* 操作说明 1
请展示记录中所有包含字符串“hazy”的行。

# 【bzoj1645】[Usaco2007 Open]City Horizon 城市地平线 离散化+线段树

Farmer John has taken his cows on a trip to the city! As the sun sets, the cows gaze at the city horizon and observe the beautiful silhouettes formed by the rectangular buildings. The entire horizon is represented by a number line with N (1 <= N <= 40,000) buildings. Building i's silhouette has a base that spans locations A_i through B_i along the horizon (1 <= A_i < B_i <= 1,000,000,000) and has height H_i (1 <= H_i <= 1,000,000,000). Determine the area, in square units, of the aggregate silhouette formed by all N buildings.

N个矩形块，交求面积并.

* Line 1: A single integer: N

* Lines 2..N+1: Input line i+1 describes building i with three space-separated integers: A_i, B_i, and H_i

* Line 1: The total area, in square units, of the silhouettes formed by all N buildings

4
2 5 1
9 10 4
6 8 2
4 6 3

16

#include <cstdio>
#include <algorithm>
#define lson l , mid , x << 1
#define rson mid , r , x << 1 | 1        //not "mid+1,r,x<<1|1"
#define N 40001
using namespace std;
struct data
{
long long a , b , h;
int left , right;
}k[N];
struct pt
{
long long num;
int from;
}p[N << 1];
long long sum[N << 3] , tag[N << 3] , pos[N << 1];
int tot;
bool cmp1(pt a , pt b)
{
return a.num < b.num;
}
bool cmp2(data a , data b)
{
return a.h < b.h;
}
void pushup(int x)
{
sum[x] = sum[x << 1] + sum[x << 1 | 1];
}
void pushdown(int l , int r , int x)
{
if(tag[x])

* 操作说明 2
请逐字写出城市地平线题解中从“# 【bzoj1645】[Usaco2007 Open]City”开始、到“N个矩形块，交求面积并.”为止（含这几个词）的原文。

* 工作数据
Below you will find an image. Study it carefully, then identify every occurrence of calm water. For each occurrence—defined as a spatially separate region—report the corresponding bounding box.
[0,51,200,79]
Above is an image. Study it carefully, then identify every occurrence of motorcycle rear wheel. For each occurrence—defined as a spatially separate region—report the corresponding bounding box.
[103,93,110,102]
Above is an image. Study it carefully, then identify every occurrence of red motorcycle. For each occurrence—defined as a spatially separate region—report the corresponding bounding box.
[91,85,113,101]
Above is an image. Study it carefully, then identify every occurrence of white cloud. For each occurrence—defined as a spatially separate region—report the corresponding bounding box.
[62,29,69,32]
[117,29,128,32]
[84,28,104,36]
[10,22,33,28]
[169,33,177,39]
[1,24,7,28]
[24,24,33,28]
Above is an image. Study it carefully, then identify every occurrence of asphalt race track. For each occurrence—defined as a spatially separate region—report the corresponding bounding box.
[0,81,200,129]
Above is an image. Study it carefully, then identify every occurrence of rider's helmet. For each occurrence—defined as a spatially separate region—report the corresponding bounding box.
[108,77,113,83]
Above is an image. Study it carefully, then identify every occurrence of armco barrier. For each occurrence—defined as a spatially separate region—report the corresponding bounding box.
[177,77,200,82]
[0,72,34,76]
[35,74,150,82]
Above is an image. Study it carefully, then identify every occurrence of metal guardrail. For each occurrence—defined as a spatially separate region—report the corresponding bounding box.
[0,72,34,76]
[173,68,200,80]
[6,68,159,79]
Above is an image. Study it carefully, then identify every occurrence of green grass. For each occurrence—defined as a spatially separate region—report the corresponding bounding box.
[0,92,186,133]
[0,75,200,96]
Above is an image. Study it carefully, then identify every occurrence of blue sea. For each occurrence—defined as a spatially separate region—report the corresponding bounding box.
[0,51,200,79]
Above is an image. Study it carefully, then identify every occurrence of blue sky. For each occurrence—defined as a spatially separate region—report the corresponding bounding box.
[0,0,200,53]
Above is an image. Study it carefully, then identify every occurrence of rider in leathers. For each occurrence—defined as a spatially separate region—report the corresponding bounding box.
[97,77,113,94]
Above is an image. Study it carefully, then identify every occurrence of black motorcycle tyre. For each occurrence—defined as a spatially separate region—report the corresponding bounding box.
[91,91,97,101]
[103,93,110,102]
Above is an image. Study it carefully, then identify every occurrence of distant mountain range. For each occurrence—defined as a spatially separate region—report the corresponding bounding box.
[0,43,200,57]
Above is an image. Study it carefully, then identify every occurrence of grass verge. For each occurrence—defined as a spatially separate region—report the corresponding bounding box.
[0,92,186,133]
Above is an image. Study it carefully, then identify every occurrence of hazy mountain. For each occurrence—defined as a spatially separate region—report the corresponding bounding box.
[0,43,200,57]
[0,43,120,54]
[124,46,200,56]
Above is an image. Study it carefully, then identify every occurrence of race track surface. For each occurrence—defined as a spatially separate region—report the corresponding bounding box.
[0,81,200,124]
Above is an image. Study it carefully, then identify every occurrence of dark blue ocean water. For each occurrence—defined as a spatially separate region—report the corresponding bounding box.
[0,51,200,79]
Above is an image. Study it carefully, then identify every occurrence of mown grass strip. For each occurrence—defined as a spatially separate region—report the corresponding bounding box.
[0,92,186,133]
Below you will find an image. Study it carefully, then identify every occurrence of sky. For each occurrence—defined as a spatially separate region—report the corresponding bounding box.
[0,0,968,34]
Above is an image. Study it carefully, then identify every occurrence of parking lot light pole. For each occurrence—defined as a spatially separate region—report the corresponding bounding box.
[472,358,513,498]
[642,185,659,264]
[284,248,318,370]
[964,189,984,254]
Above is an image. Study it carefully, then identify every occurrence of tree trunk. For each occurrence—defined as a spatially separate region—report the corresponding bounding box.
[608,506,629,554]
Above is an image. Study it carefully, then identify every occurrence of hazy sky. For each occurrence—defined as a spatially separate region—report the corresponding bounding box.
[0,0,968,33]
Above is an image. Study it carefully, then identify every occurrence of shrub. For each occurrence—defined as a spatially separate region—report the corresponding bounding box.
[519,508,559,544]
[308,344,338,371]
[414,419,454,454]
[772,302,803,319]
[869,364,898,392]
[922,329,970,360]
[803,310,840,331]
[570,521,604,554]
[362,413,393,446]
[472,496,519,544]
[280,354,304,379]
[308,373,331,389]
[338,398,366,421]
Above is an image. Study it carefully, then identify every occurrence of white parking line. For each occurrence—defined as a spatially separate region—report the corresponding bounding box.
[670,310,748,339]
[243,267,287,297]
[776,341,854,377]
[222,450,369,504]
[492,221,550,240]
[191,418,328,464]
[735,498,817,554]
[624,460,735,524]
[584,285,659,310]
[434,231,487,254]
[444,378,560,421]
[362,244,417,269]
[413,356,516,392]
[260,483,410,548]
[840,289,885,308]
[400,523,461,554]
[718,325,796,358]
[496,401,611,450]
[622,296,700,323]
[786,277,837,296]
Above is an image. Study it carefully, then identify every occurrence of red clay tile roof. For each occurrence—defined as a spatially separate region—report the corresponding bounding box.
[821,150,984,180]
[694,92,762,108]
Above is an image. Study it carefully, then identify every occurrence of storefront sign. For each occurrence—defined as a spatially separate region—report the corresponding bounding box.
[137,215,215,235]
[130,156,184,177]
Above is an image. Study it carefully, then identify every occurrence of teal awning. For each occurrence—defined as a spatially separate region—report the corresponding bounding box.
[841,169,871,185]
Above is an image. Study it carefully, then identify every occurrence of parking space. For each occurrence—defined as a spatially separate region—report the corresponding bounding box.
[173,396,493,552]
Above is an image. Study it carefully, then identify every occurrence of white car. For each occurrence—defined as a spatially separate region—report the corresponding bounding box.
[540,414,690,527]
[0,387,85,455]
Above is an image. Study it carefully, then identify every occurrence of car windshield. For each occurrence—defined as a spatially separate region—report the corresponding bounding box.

* 练习结果 1
Above is an image. Study it carefully, then identify every occurrence of hazy mountain. For each occurrence—defined as a spatially separate region—report the corresponding bounding box.
Above is an image. Study it carefully, then identify every occurrence of hazy sky. For each occurrence—defined as a spatially separate region—report the corresponding bounding box.

* 练习结果 2
# 【bzoj1645】[Usaco2007 Open]City Horizon 城市地平线 离散化+线段树

Farmer John has taken his cows on a trip to the city! As the sun sets, the cows gaze at the city horizon and observe the beautiful silhouettes formed by the rectangular buildings. The entire horizon is represented by a number line with N (1 <= N <= 40,000) buildings. Building i's silhouette has a base that spans locations A_i through B_i along the horizon (1 <= A_i < B_i <= 1,000,000,000) and has height H_i (1 <= H_i <= 1,000,000,000). Determine the area, in square units, of the aggregate silhouette formed by all N buildings.

N个矩形块，交求面积并.